EXERCISE DIRECTIONS — Locate each line in the data that contains the string "small", and copy those lines out. Case counts, so a line matches only if its letters agree in case with the string.

— Begin SUPPLIED MATERIAL —

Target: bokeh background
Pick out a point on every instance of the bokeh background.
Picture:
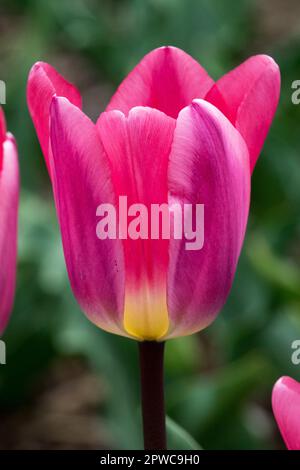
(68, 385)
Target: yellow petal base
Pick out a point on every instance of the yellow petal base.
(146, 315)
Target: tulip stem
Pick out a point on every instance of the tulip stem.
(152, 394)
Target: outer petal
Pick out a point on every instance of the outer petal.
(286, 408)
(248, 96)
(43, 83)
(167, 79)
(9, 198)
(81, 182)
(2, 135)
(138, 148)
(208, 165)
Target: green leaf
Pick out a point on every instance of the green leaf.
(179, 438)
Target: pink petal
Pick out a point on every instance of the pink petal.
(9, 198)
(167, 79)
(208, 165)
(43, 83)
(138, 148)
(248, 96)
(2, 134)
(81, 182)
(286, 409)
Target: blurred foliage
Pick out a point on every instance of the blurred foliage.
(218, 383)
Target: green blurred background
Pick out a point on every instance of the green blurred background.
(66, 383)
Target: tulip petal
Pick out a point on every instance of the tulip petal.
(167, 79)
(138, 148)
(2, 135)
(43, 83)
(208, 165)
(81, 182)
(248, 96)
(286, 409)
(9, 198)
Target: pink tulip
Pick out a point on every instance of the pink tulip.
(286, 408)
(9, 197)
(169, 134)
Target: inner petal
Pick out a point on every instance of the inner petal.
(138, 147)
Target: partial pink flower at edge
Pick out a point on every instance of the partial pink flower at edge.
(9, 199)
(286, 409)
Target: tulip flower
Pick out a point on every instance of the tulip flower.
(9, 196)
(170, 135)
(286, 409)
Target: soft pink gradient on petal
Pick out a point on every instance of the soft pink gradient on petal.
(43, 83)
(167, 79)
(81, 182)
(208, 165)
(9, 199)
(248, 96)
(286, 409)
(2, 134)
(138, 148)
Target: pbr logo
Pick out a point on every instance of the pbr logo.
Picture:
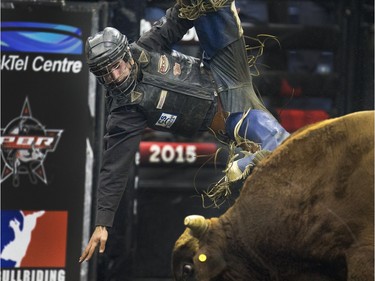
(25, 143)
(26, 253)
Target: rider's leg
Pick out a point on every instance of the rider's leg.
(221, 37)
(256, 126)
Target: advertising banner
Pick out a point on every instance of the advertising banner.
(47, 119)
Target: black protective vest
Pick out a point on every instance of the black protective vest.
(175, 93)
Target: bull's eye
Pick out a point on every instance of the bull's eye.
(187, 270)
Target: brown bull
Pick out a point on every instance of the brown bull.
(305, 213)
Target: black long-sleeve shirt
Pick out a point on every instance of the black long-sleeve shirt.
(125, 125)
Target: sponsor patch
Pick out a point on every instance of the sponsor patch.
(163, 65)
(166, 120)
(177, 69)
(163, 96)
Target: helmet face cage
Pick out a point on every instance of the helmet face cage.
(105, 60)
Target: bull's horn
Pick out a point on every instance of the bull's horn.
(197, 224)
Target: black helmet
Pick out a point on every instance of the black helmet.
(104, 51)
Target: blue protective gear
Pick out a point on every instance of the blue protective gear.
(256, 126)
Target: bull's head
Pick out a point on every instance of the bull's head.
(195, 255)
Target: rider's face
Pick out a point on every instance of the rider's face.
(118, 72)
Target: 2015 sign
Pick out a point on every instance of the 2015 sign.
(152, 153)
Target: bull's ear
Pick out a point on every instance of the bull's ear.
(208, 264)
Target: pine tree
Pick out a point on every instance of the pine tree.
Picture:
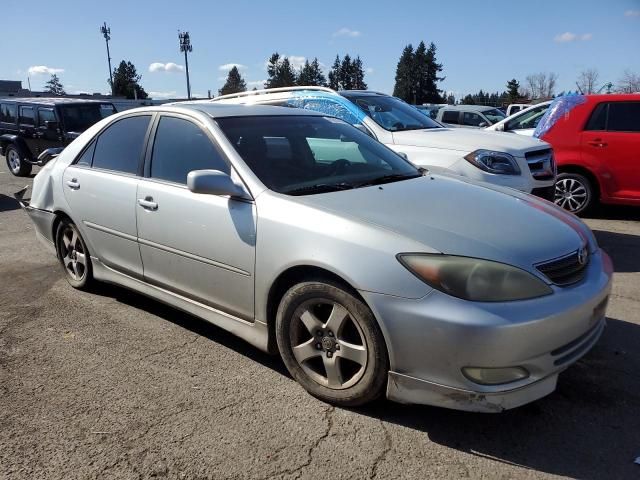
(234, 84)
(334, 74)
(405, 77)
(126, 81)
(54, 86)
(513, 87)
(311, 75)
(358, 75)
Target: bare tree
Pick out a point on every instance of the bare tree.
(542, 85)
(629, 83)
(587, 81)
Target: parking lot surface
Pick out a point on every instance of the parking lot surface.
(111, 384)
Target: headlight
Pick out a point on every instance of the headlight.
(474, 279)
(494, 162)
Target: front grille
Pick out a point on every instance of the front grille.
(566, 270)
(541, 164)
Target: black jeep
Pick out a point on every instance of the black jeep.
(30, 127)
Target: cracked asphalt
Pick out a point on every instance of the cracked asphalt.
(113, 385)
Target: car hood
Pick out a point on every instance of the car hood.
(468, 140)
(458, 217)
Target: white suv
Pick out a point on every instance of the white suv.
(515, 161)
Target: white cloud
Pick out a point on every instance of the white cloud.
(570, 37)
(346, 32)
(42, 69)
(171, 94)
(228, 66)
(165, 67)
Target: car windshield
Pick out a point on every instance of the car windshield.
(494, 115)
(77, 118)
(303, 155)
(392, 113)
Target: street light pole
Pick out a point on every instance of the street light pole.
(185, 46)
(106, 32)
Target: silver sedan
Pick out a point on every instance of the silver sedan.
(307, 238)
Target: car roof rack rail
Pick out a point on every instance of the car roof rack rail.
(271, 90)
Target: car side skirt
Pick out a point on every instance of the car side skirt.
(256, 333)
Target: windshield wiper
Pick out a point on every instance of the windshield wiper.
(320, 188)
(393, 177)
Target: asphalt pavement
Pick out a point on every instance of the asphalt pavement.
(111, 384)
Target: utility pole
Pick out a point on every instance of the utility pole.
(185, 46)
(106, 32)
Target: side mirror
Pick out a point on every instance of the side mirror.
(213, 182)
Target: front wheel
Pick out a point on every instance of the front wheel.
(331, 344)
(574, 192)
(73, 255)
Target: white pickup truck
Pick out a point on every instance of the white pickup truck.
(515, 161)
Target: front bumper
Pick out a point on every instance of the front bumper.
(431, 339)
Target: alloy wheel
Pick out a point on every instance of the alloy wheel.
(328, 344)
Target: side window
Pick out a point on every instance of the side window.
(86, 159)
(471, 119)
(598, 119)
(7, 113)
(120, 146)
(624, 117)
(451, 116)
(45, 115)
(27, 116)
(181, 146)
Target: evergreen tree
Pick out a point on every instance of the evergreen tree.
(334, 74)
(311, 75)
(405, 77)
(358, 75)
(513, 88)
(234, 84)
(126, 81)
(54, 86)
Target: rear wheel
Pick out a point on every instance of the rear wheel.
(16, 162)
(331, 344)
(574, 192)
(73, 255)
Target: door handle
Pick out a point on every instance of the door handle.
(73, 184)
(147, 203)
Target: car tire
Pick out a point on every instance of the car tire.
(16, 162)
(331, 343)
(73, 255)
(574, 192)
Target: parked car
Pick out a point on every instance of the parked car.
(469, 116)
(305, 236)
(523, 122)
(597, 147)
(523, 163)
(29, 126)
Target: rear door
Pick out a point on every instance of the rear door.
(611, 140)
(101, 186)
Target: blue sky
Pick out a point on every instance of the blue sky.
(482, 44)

— End SUPPLIED MATERIAL —
— Begin SUPPLIED MATERIAL —

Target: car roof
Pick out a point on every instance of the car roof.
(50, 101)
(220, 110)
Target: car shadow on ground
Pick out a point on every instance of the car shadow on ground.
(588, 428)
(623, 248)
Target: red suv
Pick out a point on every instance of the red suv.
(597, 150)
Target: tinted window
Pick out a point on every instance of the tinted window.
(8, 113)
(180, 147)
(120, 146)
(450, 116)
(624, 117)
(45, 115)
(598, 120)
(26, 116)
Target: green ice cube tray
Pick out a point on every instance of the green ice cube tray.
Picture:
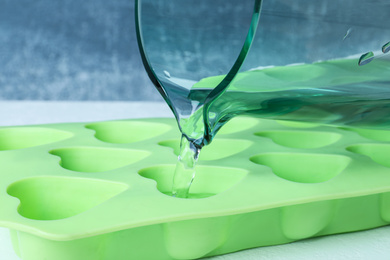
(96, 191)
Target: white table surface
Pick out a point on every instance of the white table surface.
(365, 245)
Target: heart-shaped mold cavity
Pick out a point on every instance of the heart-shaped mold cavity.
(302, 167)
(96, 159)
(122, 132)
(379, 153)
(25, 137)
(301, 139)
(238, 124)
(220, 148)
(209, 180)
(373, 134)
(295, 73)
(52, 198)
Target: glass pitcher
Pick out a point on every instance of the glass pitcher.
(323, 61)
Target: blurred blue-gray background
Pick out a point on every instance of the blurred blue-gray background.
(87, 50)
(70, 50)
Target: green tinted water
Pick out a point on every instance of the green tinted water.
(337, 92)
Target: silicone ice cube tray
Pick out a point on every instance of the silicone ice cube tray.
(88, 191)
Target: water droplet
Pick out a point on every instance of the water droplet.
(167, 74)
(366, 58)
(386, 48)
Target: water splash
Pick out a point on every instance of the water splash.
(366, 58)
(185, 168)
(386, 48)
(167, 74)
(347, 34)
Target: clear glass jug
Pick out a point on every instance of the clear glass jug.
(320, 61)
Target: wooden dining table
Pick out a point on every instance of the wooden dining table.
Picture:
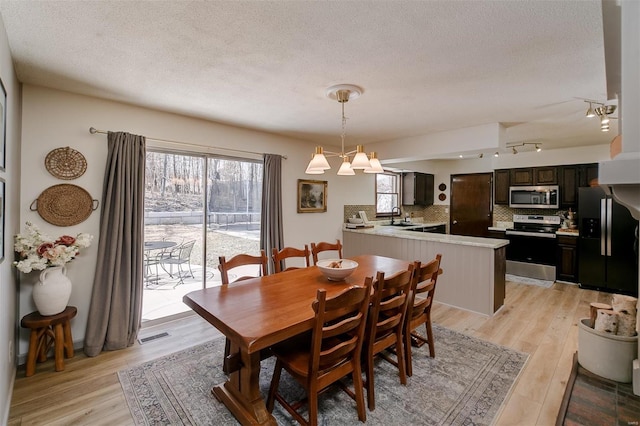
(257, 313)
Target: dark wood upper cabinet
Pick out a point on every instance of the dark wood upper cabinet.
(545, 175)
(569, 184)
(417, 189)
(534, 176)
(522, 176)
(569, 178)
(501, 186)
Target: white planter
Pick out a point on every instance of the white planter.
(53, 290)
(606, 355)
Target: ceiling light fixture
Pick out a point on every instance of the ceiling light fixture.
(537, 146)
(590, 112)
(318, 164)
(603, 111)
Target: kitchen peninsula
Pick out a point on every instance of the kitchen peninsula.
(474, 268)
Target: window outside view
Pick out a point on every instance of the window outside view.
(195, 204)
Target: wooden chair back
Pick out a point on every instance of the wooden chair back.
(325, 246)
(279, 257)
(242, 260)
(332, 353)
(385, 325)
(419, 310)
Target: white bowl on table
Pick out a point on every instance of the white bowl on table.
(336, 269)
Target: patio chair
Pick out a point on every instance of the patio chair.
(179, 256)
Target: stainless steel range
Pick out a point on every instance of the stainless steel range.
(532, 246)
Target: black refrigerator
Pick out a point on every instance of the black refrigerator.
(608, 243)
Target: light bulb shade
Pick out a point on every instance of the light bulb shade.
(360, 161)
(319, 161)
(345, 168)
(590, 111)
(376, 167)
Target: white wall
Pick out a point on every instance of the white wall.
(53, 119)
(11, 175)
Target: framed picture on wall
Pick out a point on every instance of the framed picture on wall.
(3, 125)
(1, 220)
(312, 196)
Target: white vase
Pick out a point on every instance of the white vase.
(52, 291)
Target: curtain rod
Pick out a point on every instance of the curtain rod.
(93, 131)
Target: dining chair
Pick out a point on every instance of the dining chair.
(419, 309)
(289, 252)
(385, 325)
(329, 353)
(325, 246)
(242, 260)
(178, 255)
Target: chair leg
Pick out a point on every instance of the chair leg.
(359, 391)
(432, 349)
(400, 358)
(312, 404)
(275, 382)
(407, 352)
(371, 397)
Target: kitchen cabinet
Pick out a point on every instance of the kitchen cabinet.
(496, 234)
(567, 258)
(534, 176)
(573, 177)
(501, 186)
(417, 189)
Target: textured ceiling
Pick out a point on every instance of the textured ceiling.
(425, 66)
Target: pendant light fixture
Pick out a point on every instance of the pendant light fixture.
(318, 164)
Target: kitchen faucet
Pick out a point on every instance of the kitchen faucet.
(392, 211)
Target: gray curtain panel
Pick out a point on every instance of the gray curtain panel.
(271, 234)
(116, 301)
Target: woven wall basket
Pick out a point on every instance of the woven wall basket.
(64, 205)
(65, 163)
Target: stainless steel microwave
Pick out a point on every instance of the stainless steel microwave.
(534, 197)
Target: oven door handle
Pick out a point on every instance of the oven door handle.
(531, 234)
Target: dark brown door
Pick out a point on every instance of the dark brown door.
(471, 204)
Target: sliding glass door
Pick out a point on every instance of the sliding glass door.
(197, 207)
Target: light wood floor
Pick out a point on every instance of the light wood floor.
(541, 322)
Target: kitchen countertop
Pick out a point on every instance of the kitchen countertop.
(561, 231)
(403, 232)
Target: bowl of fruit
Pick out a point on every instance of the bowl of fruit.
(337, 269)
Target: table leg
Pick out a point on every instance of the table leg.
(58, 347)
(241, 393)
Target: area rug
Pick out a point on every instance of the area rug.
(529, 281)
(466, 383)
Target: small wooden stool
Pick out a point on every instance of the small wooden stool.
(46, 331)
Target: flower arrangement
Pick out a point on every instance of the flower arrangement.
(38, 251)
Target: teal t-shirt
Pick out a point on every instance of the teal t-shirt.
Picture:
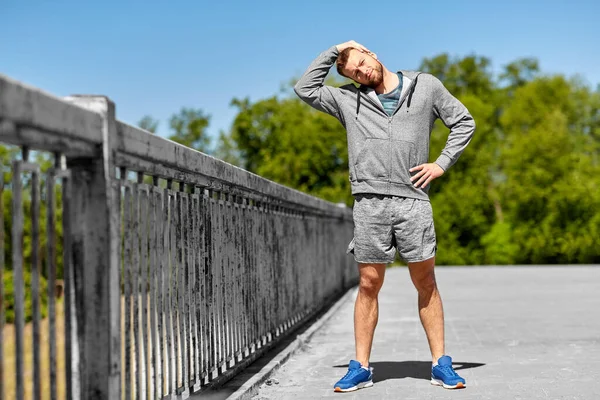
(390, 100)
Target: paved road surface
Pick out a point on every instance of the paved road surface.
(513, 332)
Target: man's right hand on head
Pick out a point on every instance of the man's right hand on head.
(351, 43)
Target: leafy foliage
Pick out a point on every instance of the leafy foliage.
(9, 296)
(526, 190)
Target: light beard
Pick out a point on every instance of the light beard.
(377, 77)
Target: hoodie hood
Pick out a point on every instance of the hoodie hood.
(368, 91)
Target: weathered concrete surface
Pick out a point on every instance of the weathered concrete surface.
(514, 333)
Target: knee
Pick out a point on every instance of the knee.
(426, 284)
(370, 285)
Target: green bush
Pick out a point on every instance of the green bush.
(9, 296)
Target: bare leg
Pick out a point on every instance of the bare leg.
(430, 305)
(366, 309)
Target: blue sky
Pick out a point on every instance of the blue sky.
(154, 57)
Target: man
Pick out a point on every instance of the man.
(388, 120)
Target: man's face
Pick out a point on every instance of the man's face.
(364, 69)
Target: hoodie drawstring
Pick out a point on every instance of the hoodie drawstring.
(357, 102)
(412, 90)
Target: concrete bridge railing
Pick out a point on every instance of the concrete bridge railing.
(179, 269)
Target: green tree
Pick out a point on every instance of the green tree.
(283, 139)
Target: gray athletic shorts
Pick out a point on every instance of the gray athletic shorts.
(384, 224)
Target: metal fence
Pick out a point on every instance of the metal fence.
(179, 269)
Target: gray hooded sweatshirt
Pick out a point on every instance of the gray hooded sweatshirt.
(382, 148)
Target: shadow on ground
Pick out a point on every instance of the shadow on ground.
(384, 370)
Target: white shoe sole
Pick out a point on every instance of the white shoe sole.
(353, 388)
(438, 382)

— End SUPPLIED MATERIAL —

SOLUTION FOR THIS EXERCISE —
Target: small wooden stool
Pick out a point on every instance of the small wooden stool.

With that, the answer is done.